Lines from a box labeling dataset —
## Begin
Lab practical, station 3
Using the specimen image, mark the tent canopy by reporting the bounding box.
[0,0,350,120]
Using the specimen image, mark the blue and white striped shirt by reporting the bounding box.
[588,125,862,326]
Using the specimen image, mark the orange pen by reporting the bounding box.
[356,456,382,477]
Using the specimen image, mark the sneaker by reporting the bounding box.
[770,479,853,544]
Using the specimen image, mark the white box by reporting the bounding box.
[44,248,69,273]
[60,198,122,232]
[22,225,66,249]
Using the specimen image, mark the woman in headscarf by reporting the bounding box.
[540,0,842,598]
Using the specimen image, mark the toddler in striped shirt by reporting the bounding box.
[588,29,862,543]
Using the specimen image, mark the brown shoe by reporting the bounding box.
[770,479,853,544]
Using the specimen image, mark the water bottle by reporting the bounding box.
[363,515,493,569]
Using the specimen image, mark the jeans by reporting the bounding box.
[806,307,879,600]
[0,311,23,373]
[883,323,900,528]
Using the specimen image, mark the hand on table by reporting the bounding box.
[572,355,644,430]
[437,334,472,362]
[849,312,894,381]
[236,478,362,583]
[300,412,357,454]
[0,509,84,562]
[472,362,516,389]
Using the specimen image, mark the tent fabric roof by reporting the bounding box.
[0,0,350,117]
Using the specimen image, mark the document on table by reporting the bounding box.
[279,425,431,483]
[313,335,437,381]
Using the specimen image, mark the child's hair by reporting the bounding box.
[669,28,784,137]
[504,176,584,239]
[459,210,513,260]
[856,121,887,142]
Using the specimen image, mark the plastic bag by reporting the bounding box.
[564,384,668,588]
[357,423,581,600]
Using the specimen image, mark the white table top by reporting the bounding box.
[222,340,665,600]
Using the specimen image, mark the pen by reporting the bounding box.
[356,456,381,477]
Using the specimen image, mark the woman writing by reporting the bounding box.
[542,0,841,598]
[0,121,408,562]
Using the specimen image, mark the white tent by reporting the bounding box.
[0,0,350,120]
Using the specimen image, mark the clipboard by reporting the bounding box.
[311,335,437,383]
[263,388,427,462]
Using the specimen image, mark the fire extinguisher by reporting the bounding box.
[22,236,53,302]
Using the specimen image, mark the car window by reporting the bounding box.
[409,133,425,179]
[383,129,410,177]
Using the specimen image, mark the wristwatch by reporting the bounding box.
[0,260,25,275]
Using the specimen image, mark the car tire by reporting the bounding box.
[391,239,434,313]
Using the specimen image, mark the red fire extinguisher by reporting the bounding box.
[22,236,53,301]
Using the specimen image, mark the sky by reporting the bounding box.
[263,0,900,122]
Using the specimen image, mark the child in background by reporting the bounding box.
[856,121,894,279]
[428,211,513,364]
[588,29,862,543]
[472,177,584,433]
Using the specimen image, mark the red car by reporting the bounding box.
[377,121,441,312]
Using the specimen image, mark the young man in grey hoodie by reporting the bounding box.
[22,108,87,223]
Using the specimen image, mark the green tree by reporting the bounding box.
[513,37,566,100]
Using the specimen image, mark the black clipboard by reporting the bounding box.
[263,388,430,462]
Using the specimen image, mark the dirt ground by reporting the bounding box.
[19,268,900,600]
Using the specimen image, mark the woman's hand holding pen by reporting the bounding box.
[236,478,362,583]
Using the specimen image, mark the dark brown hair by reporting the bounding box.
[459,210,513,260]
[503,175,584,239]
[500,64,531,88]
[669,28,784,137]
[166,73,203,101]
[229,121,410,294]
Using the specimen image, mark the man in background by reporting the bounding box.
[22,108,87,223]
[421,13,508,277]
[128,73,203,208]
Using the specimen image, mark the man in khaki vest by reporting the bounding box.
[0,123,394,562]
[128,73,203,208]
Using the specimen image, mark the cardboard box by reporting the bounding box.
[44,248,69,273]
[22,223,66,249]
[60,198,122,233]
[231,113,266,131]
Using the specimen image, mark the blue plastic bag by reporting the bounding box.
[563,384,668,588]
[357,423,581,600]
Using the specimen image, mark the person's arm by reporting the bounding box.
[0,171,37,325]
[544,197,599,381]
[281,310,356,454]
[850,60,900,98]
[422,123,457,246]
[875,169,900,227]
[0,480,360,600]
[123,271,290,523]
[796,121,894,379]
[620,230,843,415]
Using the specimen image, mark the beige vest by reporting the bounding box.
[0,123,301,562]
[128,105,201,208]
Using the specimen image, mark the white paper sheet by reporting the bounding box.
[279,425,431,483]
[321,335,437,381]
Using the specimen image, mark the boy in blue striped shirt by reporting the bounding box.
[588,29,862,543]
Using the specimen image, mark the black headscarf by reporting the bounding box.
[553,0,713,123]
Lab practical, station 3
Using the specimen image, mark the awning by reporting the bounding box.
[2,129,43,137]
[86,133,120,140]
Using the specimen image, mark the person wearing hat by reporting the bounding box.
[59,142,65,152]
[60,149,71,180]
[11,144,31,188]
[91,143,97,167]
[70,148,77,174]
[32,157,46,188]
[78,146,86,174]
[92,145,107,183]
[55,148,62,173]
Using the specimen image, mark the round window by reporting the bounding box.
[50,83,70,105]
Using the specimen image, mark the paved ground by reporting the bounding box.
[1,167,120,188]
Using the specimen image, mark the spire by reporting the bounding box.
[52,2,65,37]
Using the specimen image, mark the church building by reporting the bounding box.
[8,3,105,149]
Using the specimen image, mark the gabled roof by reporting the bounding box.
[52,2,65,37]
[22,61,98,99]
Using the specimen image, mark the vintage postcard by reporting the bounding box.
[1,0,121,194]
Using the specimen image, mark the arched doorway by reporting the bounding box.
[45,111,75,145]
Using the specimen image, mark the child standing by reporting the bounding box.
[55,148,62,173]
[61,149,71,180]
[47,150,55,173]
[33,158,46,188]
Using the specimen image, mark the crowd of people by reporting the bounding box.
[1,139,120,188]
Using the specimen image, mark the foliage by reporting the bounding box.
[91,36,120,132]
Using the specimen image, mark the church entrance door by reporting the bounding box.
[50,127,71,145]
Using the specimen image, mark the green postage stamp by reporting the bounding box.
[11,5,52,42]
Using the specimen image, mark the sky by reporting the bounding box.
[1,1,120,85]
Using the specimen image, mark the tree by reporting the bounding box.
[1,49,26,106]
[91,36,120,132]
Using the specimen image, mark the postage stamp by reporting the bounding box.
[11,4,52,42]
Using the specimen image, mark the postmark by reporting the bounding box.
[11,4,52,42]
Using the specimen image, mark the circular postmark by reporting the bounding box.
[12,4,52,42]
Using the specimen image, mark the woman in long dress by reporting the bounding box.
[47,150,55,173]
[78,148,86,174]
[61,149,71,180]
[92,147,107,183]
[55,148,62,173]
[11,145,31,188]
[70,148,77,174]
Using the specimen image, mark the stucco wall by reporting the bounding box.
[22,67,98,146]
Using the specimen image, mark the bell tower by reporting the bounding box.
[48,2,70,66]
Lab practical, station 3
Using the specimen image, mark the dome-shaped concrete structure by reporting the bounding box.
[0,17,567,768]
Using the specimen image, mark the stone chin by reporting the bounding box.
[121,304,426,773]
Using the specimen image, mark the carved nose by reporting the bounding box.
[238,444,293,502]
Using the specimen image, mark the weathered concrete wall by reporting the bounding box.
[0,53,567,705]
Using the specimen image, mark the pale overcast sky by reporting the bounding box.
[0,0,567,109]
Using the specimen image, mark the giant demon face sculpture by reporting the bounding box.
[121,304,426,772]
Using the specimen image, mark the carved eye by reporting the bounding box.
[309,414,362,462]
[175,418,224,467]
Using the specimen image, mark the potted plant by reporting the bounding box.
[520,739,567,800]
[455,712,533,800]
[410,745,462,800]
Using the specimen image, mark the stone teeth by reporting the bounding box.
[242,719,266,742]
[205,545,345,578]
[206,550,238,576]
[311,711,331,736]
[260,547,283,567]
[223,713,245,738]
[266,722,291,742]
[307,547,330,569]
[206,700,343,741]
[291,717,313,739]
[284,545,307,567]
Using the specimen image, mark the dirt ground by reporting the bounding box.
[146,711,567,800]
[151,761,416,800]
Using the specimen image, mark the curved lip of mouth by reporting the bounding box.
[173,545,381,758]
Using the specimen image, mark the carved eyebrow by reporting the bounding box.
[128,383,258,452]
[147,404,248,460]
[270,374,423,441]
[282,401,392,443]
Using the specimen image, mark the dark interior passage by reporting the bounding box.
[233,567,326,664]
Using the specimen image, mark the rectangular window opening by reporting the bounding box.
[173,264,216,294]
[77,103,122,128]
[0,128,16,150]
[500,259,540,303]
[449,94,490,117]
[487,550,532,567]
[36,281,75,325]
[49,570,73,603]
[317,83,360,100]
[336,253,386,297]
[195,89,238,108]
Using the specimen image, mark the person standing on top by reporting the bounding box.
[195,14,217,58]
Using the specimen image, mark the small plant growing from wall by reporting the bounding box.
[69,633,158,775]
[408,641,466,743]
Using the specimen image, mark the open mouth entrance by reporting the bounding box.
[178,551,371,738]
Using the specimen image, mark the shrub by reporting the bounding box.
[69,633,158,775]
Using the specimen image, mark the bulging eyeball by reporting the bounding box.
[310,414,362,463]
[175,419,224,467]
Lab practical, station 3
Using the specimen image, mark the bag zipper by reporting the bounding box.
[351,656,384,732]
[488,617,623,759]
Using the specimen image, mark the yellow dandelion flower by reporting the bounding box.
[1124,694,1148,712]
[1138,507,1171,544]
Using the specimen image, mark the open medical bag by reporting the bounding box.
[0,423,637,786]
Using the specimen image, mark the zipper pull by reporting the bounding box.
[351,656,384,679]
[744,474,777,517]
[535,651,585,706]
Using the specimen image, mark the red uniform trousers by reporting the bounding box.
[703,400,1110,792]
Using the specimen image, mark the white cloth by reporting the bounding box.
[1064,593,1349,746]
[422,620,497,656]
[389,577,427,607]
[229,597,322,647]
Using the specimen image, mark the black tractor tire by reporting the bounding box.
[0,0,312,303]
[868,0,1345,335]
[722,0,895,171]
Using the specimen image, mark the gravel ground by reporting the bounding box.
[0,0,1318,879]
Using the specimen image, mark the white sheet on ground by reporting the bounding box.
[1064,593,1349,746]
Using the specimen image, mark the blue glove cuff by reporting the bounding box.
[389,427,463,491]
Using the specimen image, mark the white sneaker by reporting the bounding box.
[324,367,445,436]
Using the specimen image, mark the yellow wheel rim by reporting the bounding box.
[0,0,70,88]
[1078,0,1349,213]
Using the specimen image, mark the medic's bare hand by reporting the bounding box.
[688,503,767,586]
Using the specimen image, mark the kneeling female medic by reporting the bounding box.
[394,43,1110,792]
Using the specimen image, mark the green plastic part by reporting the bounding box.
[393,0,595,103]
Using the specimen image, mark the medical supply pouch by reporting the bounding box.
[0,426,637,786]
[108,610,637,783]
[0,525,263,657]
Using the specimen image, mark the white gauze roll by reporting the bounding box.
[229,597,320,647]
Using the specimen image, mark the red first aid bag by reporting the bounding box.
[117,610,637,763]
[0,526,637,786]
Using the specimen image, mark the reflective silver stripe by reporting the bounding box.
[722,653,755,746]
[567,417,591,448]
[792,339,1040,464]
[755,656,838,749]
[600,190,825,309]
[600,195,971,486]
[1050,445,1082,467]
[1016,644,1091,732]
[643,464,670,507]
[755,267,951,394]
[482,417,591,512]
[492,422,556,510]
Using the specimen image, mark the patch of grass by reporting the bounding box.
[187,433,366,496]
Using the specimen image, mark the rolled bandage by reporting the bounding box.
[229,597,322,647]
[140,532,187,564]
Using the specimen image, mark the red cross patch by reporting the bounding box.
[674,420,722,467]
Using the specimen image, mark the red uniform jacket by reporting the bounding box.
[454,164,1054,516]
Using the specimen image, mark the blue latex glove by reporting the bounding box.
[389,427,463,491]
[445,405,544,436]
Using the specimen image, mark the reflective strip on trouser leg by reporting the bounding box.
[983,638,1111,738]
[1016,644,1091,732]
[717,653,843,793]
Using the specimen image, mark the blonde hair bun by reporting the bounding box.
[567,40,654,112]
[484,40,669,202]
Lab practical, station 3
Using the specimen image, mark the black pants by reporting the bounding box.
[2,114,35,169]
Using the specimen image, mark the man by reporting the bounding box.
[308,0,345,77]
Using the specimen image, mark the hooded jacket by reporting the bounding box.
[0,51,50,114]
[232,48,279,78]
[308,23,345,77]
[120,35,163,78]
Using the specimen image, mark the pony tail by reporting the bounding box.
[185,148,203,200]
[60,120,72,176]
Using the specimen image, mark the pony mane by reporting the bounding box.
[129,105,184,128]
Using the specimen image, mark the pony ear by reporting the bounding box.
## End
REQUEST —
Lay out the lines as a numbered list, leaving out any blank lines. Begin with the first line and stop after the line that contains "[356,456,382,477]".

RESPONSE TO THIS EXERCISE —
1. Lab practical, station 3
2. Using the specimen image, mark the tent canopy by reporting the bounding box.
3. [0,0,350,120]
4. Using the specimen image, mark the blue and white striped shirt by reporting the bounding box.
5. [588,125,862,326]
6. Using the specimen image, mark the orange pen by reporting the bounding box.
7. [356,456,382,477]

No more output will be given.